(GIVEN PROBLEM 1) Reproduce the passage about hashing row values exactly, starting at the words "This seems like" and ending after the words "helpful for anyone.".

— Begin SOURCE DOCUMENT —

Which one do you think would be faster if you had to pick one without any additional context? I would pick the bottom one. It simply appears to do less work because there's no nested loop join and there's no UDX operator. To generate the above query plans, put 6.5 million rows into a temp table:

SELECT s1.*
INTO #source_data
FROM master..spt_values s1
CROSS JOIN master..spt_values t2;

This table has six columns with different data types. Some allow nulls and some don't. So it seems to meet your criteria. The top query takes about 3X longer on my machine than the bottom one:

DROP TABLE IF EXISTS #t;

SELECT HASHBYTES('SHA2_256', (SELECT name, number, type, low, high, status FOR XML RAW)) hash_value
INTO #t
FROM #source_data
OPTION (MAXDOP 1);

GO

DROP TABLE IF EXISTS #t;

SELECT HASHBYTES('SHA2_256', CONCAT(name, '|', number, '|', type, '|', low, '|', high, '|', status)) hash_value
INTO #t
FROM #source_data
OPTION (MAXDOP 1);

This seems like a perfectly reasonable result. It will add overhead to convert data to XML and to have a nested loop join. Why do that when you don't have to? In your question you suggest that sometimes the FOR XML RAW technique is faster for your data. If so, there's something about your data or testing methodology that you aren't telling us. My suggestion is to come up with a sharable reproduction that demonstrates that the FOR XML RAW method is significantly faster and to ask a new question. As is we have to guess what's going on, which isn't helpful for anyone.

— End SOURCE DOCUMENT —
— Begin ENTRIES PROVIDED —

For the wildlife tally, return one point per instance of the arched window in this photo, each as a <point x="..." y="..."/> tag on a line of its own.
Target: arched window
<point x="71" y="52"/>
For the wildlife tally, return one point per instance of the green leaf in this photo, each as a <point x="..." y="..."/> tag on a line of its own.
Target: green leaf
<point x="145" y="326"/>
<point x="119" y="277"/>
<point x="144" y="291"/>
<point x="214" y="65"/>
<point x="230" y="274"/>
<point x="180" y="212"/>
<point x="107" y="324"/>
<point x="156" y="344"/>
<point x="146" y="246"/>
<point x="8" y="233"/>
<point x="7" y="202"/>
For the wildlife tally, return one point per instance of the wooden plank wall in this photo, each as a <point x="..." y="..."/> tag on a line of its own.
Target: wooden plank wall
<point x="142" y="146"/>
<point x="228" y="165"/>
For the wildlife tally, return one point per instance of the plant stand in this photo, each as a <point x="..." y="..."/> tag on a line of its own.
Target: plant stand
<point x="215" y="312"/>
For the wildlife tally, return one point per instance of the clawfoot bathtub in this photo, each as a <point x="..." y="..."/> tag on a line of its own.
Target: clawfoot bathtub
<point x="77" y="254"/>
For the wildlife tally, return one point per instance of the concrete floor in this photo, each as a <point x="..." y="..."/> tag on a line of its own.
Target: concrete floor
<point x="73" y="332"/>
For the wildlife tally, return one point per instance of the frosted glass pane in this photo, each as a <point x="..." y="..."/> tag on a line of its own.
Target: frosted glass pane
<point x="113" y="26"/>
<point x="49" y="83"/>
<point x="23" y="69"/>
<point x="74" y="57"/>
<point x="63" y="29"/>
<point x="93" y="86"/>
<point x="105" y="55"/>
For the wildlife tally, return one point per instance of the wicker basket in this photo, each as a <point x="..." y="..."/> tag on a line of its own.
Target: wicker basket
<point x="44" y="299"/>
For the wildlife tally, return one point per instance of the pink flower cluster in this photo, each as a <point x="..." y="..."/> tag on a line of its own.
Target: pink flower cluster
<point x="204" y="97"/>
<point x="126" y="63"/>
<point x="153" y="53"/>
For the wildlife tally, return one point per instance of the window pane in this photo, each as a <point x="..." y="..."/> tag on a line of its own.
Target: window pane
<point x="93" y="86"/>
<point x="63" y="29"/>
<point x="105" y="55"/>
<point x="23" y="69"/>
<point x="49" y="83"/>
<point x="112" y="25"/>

— End ENTRIES PROVIDED —

(GIVEN PROBLEM 2) In the records, swap "wicker basket" for "rattan basket" from the line containing "of the frosted" through the end of the records, keeping all else identical. Output only those lines.

(COMPLETE ANSWER 1)
This seems like a perfectly reasonable result. It will add overhead to convert data to XML and to have a nested loop join. Why do that when you don't have to? In your question you suggest that sometimes the FOR XML RAW technique is faster for your data. If so, there's something about your data or testing methodology that you aren't telling us. My suggestion is to come up with a sharable reproduction that demonstrates that the FOR XML RAW method is significantly faster and to ask a new question. As is we have to guess what's going on, which isn't helpful for anyone.

(COMPLETE ANSWER 2)
For the wildlife tally, return one point per instance of the frosted glass pane in this photo, each as a <point x="..." y="..."/> tag on a line of its own.
Target: frosted glass pane
<point x="113" y="26"/>
<point x="49" y="83"/>
<point x="23" y="69"/>
<point x="74" y="57"/>
<point x="63" y="29"/>
<point x="93" y="86"/>
<point x="105" y="55"/>
For the wildlife tally, return one point per instance of the rattan basket in this photo, each as a <point x="..." y="..."/> tag on a line of its own.
Target: rattan basket
<point x="44" y="299"/>
For the wildlife tally, return one point per instance of the pink flower cluster in this photo, each as a <point x="..." y="..."/> tag on a line of its own.
Target: pink flower cluster
<point x="204" y="97"/>
<point x="126" y="63"/>
<point x="153" y="53"/>
For the wildlife tally, return one point per instance of the window pane in this photo, each as a <point x="..." y="..."/> tag on a line of its own.
Target: window pane
<point x="93" y="86"/>
<point x="63" y="29"/>
<point x="105" y="55"/>
<point x="23" y="69"/>
<point x="49" y="83"/>
<point x="112" y="25"/>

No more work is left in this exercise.